__Source__:
# # # # # # #

The above object is achieved by a method of the invention of the aforementioned type in which the finishing tool held on the finishing tool holder and the workpiece held on the tool holder are driven in such a way that they can oscillate relative to one another in a direction parallel to the axis of rotation and superimpose a rotary motion and a linear motion, and the finishing tool is deflected relative to the finishing tool holder about a deflection axis.

According to the invention, an oscillating drive is provided for moving the finishing tool held on the finishing tool holder, on the one hand, and the workpiece held on the workpiece holder or the workpiece holder, on the other hand, in an oscillating manner relative to one another, that is to say in a direction parallel to the axis of rotation of the workpiece holder or the workpiece. This means that the linear movement between the finishing tool and the workpiece is superimposed on the further linear oscillating movement. The finishing tool can in turn be supported on the finishing tool holder so as to be deflected, such that the finishing tool performs a deflecting movement relative to the inner surface to be finished.

For a central initial deflection position, the preferred maximum deflection angle is between +/-1 ° (corresponding to a total deflection angle of 2 °) and +/-15 ° (corresponding to a total deflection angle of 30 °).

The apparatus according to the invention and the method according to the invention enable the oscillation angle of the finishing tool to be selected independently of the depth of feed in the workpiece. Furthermore, it is possible to use a finishing tool holder which extends substantially only parallel to the axis of rotation of the workpiece holder, thereby greatly simplifying the machining of workpieces with long threads.

# # # # # # #

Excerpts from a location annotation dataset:
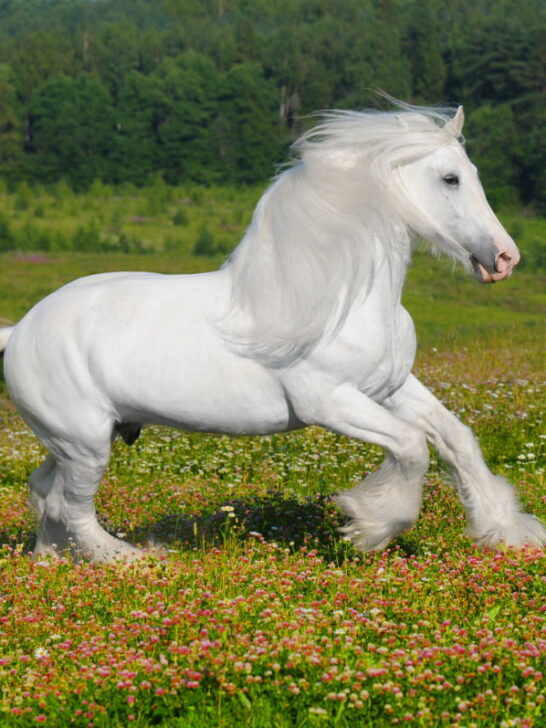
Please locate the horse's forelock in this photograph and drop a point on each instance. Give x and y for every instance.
(308, 253)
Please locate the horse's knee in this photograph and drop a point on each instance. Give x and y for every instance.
(412, 454)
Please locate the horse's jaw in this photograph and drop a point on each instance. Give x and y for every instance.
(506, 258)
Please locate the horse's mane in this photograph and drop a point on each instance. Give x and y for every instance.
(320, 228)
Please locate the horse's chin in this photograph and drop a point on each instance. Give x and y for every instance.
(484, 276)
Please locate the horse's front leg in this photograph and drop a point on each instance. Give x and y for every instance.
(387, 502)
(493, 511)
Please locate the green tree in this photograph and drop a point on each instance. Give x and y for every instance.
(423, 51)
(11, 127)
(72, 130)
(493, 147)
(188, 107)
(248, 135)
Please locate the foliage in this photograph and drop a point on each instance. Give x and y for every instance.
(257, 612)
(214, 92)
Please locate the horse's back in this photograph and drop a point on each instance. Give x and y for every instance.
(141, 347)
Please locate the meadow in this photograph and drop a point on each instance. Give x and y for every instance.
(256, 612)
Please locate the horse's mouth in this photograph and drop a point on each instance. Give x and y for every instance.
(484, 276)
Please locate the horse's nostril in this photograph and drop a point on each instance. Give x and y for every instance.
(504, 261)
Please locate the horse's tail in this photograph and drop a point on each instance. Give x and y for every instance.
(5, 333)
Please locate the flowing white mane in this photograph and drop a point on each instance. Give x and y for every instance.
(316, 233)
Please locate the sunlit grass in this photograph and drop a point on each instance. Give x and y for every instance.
(257, 612)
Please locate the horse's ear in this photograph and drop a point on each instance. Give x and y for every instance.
(455, 126)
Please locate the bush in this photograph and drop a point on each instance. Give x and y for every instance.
(7, 239)
(180, 217)
(205, 243)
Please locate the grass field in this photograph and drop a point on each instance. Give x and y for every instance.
(258, 613)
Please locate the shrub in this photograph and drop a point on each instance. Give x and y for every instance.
(180, 217)
(7, 239)
(205, 244)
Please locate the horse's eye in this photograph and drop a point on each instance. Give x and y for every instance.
(452, 180)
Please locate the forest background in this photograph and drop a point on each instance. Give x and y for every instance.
(214, 91)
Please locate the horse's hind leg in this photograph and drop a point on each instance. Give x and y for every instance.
(63, 489)
(52, 533)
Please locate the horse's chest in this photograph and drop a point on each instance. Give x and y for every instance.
(375, 355)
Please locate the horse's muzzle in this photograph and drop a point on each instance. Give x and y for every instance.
(504, 265)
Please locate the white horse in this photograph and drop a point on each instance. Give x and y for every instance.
(302, 326)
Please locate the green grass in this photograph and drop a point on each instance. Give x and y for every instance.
(258, 613)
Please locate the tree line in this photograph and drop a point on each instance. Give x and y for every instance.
(214, 91)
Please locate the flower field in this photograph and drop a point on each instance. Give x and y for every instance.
(254, 611)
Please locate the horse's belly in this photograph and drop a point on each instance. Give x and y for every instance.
(198, 384)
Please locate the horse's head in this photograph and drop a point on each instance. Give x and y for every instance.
(448, 206)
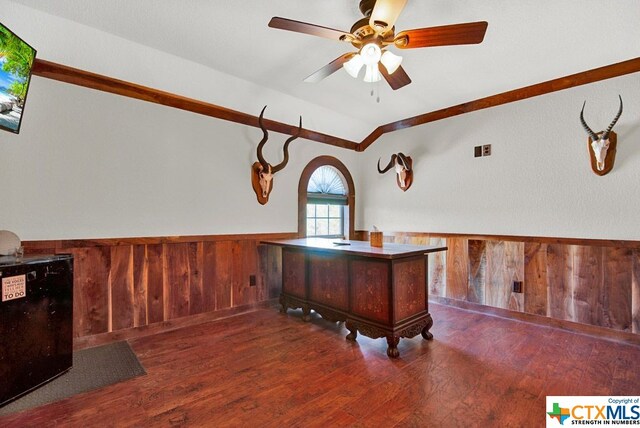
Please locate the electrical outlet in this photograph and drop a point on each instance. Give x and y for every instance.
(517, 286)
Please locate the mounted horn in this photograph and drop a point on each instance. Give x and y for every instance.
(613, 122)
(404, 169)
(282, 164)
(404, 160)
(602, 145)
(262, 171)
(389, 165)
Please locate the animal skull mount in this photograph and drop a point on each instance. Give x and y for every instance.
(404, 170)
(262, 172)
(602, 145)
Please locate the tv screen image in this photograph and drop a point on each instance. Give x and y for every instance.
(16, 61)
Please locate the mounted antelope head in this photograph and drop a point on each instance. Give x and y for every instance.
(602, 145)
(403, 166)
(261, 171)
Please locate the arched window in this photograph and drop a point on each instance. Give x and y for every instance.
(326, 199)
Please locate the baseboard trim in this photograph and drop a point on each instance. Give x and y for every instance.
(574, 327)
(162, 327)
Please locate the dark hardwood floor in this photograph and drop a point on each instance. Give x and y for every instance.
(266, 369)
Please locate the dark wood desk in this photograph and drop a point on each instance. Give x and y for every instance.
(379, 292)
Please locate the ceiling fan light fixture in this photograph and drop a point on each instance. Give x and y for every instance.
(385, 13)
(370, 54)
(354, 65)
(390, 61)
(372, 74)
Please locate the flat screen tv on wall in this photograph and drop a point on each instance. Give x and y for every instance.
(16, 60)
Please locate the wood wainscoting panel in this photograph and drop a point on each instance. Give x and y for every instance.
(196, 282)
(209, 268)
(223, 279)
(559, 281)
(588, 281)
(154, 266)
(477, 270)
(437, 267)
(272, 259)
(616, 309)
(177, 281)
(140, 285)
(457, 268)
(126, 283)
(505, 264)
(121, 285)
(635, 295)
(587, 273)
(535, 278)
(91, 311)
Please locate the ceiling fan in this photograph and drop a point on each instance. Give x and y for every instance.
(374, 33)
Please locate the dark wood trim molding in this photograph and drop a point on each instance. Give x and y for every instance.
(75, 76)
(61, 244)
(87, 79)
(591, 330)
(537, 239)
(566, 82)
(302, 192)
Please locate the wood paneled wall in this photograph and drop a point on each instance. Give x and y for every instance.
(125, 283)
(586, 281)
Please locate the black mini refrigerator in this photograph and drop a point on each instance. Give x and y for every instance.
(36, 322)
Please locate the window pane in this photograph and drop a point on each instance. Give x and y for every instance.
(322, 210)
(311, 210)
(311, 227)
(335, 226)
(322, 227)
(335, 211)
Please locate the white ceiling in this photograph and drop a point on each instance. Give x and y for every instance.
(526, 43)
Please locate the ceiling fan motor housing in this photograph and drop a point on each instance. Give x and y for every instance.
(366, 7)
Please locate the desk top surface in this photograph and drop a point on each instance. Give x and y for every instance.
(357, 248)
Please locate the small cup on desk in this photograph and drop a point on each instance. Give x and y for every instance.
(375, 239)
(19, 253)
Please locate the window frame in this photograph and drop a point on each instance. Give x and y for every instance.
(349, 209)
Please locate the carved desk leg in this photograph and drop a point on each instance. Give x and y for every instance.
(392, 350)
(306, 313)
(353, 331)
(425, 331)
(283, 302)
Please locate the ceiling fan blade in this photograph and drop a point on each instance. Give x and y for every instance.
(397, 80)
(385, 13)
(456, 34)
(329, 69)
(306, 28)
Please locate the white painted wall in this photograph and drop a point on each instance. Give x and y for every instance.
(88, 164)
(91, 164)
(537, 182)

# # # # # # #

Resume the patent passage on finishing a workpiece with an oscillating, deflectable tool, starting right after its final sentence.

__Output for this task__:
A further advantage of the apparatus according to the invention and of the method according to the invention is that positional errors between the workpiece and the finishing tool can be compensated by the arrangement of the finishing tool on the inner surface of the workpiece and by the deflecting movability of the finishing tool.

Within the scope of the invention, the inner surface of the workpiece is understood to be a groove-shaped recess on the contour, the course of which corresponds to the spiral shape. The inner surface is in particular a radially inwardly directed raceway or an internal thread of a thread pair of a ball screw drive.

The finishing tool (e.g. a finishing stone) is held directly on the finishing tool holder in a deflectable manner. In a preferred embodiment, however, a finishing tool receptacle is provided for receiving a finishing tool, in particular a finishing stone, wherein the finishing tool is held on the finishing tool holder so as to be pivotable about a pivot axis.

The finishing tool receptacle preferably comprises a receptacle region for a finishing tool, in which the finishing tool is slidably received. In this way, worn finishing tools can be replenished.

The deflection axis of the finishing tool or of the assembly of the finishing tool and the finishing tool receptacle preferably extends perpendicularly to the axis of rotation of the workpiece holder and the workpiece held on the workpiece holder. The yaw axis and the rotational axis may intersect. However, these axes can also be arranged askew, i.e. at a distance from one another.

In a preferred embodiment of the invention, a locking device is provided, by means of which the initial deflection position of the finishing tool is preset. In this way, the finishing tool can be held in a defined position, which is advantageous in particular during the setting process, i.e. for example when the finishing tool acts with an active surface against the inner surface of the workpiece to be machined. The locking device cooperates with the finishing tool and/or with the finishing tool receptacle and comprises, for example, a locking spring supported in the finishing tool holder.

Advantageously, the locking device can be removed (in particular without tools) so that the finishing tool or the assembly of finishing tool and finishing tool holder is detached from the finishing tool holder without tools and can be replaced by a new finishing tool or a new assembly. This makes it possible to perform a tool change particularly quickly and easily.

In another preferred embodiment of the apparatus, a cooling lubricant supply is provided. The cooling lubricant provided with such a device is used in the usual manner only for cooling and/or lubricating the region of action between the finishing tool and the workpiece. Additionally or alternatively, however, it is highly preferred that the cooling lubricant is used as a sliding medium, that is to say for a finishing tool, in particular a finishing stone, which is slidably arranged in a finishing tool receptacle.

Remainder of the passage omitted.